*** DATA FOR THE TASK ***
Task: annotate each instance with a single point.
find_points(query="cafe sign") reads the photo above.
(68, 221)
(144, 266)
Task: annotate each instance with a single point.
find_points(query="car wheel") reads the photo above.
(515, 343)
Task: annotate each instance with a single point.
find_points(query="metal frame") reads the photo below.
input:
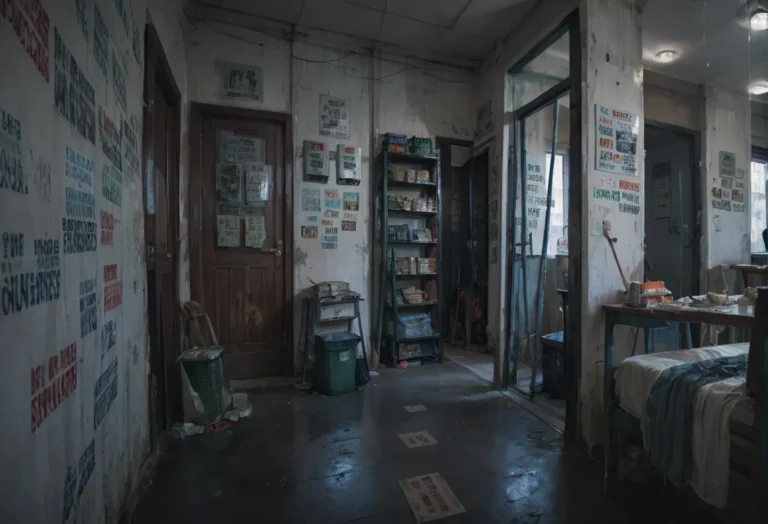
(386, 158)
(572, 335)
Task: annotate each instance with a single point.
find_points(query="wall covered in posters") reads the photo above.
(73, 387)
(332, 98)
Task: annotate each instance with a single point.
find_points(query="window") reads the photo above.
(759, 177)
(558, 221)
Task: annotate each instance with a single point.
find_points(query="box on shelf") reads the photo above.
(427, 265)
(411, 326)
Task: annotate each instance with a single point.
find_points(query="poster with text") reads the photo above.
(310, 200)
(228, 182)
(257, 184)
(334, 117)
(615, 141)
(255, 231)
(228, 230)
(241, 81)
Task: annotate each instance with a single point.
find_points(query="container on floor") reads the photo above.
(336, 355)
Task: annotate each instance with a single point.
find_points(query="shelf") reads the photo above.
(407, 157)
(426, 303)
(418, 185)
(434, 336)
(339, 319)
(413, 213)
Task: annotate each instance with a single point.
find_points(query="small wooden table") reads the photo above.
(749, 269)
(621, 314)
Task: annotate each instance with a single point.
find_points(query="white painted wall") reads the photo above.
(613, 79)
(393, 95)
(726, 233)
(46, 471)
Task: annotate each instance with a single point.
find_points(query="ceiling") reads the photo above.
***
- **WHAT TO DO**
Copy the whole listing above word for word but do not carry over the pictures.

- **SOLVED PROBLEM**
Task: annotate each instance with a single point.
find_points(query="cafe sign") reads the photo above.
(68, 221)
(144, 266)
Task: annotate each instance with a single point.
find_points(query="car wheel") reads the photo above.
(515, 343)
Task: annotate each instance with a single point.
find_points(query="metal frame") reads the photo below.
input:
(386, 158)
(572, 335)
Task: annotate each instance with a single point.
find_points(query="wall covered in posters") reads the photo above.
(73, 387)
(332, 98)
Task: annotate each instance with a single point.
find_points(query="window") reads the photo above.
(759, 177)
(558, 221)
Task: annotate each instance with a single point.
find_points(query="box on shelf") reads the photo above.
(427, 265)
(411, 326)
Task: annotate each instance with a single point.
find_points(query="poster with text") reads the photo above.
(310, 200)
(228, 182)
(257, 184)
(334, 117)
(615, 141)
(255, 231)
(228, 230)
(241, 81)
Task: annotate each instance with a single point.
find_points(query="container on floor") reads the photo above.
(336, 355)
Task: annotate each instance with a single point.
find_points(query="shelf") reads the photo above.
(407, 157)
(426, 303)
(418, 185)
(434, 336)
(339, 319)
(413, 213)
Task: annotate each instance with a single point.
find_points(query="small wooden table") reads the photo above.
(749, 269)
(621, 314)
Task: annotate each instance with a single point.
find_points(query="white painted wall") reads the photo above.
(613, 79)
(393, 95)
(726, 233)
(46, 471)
Task: annotate each instance with a single point.
find_points(query="ceiling") reads the photo above.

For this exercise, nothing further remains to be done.